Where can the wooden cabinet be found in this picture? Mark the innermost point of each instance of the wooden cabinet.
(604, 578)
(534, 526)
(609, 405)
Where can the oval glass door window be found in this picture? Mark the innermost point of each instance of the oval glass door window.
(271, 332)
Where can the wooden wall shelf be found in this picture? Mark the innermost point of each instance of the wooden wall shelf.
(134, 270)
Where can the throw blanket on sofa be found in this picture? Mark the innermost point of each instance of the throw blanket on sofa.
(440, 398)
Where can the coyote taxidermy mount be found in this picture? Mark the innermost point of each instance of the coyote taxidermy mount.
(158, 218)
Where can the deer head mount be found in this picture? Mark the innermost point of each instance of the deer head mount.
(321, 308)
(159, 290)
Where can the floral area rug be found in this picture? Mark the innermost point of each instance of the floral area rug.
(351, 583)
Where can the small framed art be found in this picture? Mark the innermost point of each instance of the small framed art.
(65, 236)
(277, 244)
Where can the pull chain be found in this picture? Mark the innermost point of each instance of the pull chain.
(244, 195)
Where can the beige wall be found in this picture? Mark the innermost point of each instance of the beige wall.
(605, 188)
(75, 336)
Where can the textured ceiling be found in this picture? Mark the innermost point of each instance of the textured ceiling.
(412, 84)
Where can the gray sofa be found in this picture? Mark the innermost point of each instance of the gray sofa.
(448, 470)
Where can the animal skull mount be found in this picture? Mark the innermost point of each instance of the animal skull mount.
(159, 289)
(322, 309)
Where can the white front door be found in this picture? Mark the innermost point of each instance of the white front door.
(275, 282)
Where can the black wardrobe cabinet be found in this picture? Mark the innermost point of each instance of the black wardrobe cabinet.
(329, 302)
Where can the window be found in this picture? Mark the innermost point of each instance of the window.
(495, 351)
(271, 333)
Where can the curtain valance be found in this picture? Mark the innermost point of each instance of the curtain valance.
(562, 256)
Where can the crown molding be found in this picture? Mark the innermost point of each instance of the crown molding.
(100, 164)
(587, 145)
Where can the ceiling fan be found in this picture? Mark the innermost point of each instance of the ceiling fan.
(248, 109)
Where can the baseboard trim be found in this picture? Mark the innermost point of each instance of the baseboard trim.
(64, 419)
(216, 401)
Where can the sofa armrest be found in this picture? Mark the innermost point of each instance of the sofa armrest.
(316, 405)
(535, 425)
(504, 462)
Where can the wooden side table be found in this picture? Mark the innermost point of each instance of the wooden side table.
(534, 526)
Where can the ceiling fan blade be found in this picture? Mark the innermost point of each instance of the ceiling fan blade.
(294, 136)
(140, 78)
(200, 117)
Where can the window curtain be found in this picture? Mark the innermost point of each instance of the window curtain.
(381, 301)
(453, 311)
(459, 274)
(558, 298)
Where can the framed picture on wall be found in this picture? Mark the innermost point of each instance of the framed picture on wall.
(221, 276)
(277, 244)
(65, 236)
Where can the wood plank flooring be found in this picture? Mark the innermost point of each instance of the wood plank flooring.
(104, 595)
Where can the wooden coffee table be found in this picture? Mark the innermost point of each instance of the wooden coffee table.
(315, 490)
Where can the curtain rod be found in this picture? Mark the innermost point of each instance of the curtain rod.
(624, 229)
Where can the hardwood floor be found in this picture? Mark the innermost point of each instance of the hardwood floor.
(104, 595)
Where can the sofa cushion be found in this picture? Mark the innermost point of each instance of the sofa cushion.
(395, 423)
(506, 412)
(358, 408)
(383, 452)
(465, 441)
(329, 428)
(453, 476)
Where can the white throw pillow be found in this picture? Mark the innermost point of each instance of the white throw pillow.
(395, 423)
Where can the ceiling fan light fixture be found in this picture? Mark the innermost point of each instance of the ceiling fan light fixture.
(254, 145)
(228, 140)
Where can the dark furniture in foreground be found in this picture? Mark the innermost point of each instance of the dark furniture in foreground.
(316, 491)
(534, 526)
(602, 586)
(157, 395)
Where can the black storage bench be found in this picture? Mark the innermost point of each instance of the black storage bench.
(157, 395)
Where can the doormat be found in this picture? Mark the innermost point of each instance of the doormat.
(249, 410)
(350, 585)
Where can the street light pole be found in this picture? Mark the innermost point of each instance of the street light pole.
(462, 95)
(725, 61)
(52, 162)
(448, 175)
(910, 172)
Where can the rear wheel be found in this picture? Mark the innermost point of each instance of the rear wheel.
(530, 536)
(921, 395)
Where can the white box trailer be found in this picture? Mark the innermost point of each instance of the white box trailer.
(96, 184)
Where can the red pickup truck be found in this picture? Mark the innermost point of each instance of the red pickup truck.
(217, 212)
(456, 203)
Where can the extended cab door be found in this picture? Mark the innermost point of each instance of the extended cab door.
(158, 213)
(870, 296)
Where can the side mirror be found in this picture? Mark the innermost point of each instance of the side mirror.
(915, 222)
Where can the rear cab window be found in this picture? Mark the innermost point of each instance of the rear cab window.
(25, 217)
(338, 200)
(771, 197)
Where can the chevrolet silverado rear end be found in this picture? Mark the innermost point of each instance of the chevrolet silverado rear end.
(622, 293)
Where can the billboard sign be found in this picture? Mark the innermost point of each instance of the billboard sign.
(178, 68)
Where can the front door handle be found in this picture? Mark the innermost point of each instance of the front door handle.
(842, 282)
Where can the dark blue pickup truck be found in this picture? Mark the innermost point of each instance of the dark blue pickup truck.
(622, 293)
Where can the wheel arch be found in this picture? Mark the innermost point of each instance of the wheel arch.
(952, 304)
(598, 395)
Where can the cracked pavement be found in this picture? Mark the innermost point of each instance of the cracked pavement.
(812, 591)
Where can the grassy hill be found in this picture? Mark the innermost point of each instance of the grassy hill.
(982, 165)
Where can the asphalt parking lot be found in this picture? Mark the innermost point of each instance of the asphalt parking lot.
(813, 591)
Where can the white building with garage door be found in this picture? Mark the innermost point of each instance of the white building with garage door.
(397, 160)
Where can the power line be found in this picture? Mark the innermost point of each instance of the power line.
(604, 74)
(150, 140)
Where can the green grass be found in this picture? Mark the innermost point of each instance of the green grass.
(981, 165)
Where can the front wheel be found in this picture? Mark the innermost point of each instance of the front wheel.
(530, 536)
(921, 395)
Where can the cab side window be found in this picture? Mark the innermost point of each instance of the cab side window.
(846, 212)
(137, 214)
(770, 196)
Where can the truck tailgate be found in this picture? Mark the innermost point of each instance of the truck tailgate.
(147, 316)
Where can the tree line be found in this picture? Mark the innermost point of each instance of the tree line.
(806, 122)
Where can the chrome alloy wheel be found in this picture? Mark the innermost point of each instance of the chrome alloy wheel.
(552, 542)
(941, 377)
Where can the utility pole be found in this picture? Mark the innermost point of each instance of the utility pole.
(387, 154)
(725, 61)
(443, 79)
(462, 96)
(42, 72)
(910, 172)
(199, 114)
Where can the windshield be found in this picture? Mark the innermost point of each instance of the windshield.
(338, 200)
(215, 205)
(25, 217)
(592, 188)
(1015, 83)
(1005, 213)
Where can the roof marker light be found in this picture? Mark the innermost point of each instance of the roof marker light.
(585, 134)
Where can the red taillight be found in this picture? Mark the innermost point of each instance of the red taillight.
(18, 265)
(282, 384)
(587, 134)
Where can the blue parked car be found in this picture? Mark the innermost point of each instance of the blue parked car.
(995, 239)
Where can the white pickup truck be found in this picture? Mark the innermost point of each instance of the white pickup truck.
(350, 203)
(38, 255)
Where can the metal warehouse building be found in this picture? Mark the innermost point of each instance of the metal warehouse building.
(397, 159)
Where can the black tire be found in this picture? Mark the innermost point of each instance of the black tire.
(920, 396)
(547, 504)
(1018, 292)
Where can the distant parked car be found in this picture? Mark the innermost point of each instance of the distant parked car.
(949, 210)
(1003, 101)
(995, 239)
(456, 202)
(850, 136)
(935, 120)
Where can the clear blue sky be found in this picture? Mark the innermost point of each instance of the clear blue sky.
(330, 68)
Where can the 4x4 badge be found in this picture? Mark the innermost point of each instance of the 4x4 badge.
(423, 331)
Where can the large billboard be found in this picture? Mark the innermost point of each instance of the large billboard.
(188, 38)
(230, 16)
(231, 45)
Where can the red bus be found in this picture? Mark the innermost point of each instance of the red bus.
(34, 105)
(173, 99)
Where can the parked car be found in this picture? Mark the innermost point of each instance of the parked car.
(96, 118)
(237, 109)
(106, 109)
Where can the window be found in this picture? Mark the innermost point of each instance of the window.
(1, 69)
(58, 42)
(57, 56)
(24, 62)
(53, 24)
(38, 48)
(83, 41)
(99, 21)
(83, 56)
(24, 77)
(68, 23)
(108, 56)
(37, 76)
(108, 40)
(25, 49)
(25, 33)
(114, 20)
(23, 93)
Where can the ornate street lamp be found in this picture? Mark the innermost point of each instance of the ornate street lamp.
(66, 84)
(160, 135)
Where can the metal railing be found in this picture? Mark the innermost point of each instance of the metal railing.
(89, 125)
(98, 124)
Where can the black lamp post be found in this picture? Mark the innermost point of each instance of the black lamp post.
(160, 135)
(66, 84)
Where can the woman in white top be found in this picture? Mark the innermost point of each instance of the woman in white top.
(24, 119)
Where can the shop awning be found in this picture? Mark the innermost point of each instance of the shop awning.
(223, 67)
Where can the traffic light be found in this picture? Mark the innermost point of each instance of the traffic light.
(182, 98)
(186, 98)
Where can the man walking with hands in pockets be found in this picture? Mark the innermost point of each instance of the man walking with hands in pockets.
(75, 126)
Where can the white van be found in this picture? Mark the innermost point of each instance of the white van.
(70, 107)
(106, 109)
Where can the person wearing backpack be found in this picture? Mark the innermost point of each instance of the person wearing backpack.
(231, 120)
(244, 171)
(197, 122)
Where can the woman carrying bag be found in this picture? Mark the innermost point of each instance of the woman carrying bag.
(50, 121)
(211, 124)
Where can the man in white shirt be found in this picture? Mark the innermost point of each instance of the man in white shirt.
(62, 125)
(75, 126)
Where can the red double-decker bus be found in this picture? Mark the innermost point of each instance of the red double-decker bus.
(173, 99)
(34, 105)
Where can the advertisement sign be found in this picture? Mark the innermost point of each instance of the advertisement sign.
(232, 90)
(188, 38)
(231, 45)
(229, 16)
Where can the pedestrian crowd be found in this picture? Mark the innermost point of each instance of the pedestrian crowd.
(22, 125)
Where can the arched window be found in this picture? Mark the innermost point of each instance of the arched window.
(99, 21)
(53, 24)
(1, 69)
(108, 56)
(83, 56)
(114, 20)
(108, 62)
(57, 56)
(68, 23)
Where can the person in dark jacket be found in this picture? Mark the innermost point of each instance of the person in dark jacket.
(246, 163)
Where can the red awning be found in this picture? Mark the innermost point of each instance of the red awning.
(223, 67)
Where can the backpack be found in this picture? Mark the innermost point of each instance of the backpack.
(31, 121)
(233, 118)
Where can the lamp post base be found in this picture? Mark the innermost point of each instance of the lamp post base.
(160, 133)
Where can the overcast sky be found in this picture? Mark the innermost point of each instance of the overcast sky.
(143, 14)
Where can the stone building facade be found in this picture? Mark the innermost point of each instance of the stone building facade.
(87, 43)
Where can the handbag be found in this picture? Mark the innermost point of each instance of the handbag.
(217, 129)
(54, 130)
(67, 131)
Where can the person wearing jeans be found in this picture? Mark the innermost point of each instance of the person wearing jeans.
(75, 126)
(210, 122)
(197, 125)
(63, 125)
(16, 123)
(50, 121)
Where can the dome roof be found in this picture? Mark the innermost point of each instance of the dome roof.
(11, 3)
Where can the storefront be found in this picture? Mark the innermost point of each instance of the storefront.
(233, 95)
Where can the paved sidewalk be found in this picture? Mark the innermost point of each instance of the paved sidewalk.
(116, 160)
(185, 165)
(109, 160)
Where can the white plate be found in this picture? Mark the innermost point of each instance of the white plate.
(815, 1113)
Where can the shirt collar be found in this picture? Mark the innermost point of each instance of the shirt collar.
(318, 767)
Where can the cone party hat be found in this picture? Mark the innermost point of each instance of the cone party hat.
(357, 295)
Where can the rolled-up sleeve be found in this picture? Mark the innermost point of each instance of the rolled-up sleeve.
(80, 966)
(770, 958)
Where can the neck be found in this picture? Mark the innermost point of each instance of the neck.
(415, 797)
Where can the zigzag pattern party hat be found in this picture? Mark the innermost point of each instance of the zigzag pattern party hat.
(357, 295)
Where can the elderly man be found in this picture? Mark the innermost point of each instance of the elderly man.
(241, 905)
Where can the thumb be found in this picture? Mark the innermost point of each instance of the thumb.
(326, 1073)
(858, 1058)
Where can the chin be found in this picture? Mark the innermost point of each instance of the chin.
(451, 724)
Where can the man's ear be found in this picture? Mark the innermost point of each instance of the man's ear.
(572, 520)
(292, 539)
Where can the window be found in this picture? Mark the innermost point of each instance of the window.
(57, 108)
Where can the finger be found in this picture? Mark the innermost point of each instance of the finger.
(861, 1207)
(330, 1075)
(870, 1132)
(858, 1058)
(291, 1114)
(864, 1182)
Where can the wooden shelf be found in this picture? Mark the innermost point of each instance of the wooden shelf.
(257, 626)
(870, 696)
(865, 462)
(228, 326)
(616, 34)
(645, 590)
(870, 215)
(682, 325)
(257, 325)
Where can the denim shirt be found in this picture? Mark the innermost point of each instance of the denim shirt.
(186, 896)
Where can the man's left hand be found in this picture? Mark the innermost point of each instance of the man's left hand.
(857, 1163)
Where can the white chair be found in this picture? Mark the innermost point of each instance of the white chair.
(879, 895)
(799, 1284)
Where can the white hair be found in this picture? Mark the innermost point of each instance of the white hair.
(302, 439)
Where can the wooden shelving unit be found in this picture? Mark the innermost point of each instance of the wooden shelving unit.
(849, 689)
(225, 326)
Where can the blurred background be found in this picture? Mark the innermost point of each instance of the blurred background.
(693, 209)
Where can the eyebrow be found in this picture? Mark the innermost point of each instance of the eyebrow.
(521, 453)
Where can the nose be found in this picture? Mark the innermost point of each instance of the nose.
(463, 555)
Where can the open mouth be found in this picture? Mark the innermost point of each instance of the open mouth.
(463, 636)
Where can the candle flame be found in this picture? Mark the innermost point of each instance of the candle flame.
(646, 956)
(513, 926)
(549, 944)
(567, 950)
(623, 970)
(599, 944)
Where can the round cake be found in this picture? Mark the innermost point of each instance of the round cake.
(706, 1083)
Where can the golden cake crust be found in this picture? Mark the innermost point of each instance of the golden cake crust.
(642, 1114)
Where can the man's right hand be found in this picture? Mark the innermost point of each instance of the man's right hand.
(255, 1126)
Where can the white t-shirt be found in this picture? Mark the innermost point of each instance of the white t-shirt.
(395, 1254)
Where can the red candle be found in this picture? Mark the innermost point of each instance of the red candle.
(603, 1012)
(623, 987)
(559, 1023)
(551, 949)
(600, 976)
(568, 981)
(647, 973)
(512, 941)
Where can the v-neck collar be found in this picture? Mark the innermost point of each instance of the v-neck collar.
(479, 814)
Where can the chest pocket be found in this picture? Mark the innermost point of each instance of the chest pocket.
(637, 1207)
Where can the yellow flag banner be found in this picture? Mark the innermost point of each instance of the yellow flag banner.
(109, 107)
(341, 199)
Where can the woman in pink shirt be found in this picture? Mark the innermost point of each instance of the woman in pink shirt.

» **EXERCISE INSTRUCTIONS**
From the line holding "Where can the man's right" to the last line of the records, quote each line exactly and add nothing.

» **EXERCISE ANSWER**
Where can the man's right hand be found in this picture? Mark the innermost point of each instance of the man's right hand.
(255, 1126)
Where can the white t-shirt be found in this picture? Mark the innermost point of each instance of the white t-shirt.
(395, 1254)
Where can the red candle be found in this picture? Mark the innermost point of each instance of the red candle.
(603, 1012)
(623, 987)
(559, 1023)
(551, 949)
(600, 976)
(568, 981)
(647, 973)
(512, 941)
Where can the v-neck collar be found in this picture? Mark the innermost point of each instance of the v-neck collar.
(479, 814)
Where can the chest pocket be found in this picture? Mark the innermost point of each instance of the chest pocket.
(637, 1207)
Where can the yellow flag banner be found in this picture? Mark the innermost point of each instance of the yellow flag banner.
(109, 107)
(341, 199)
Where can the woman in pink shirt be found in this picture? Mark the innermost point of each instance of the woman in pink shirt.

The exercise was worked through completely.